**STATED EXERCISE**
Could you copy each of the items below word for word, leaving the pictures out of your answer?
((
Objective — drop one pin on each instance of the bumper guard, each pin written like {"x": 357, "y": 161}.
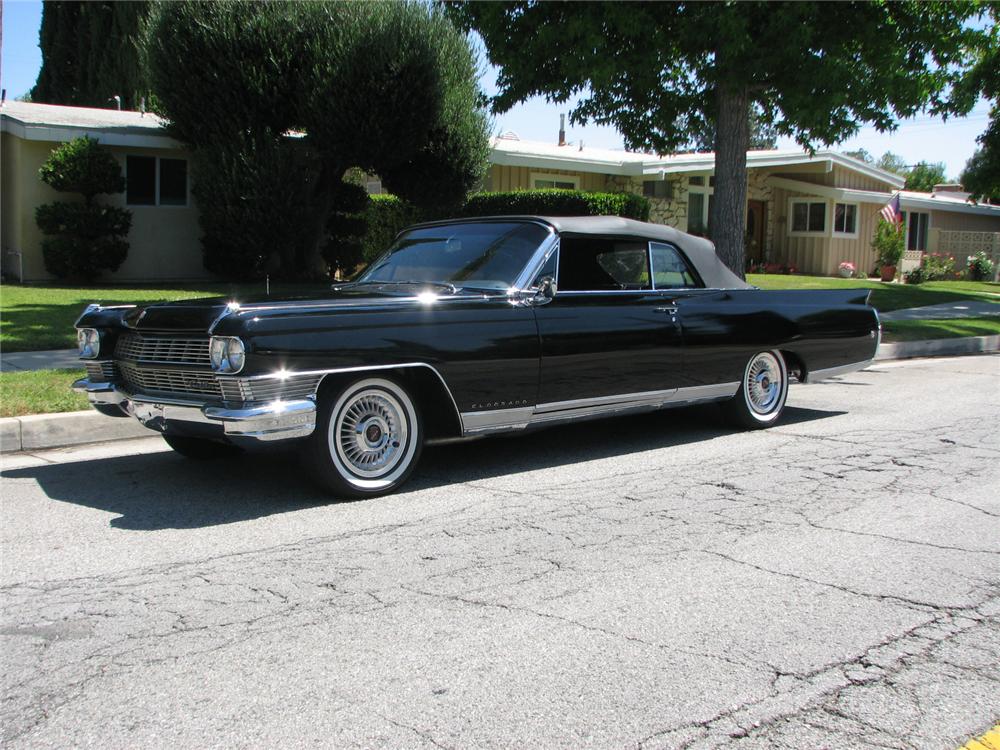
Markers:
{"x": 278, "y": 420}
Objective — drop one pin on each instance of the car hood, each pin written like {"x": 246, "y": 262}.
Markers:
{"x": 201, "y": 315}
))
**RESULT FOR THIS EXERCISE**
Objective — drop one pin on each instance of the bumper guard, each pin written like {"x": 357, "y": 161}.
Markers:
{"x": 278, "y": 420}
Objective — drop one pin on each instance of the car hood, each pin written like {"x": 246, "y": 262}.
Markers:
{"x": 201, "y": 315}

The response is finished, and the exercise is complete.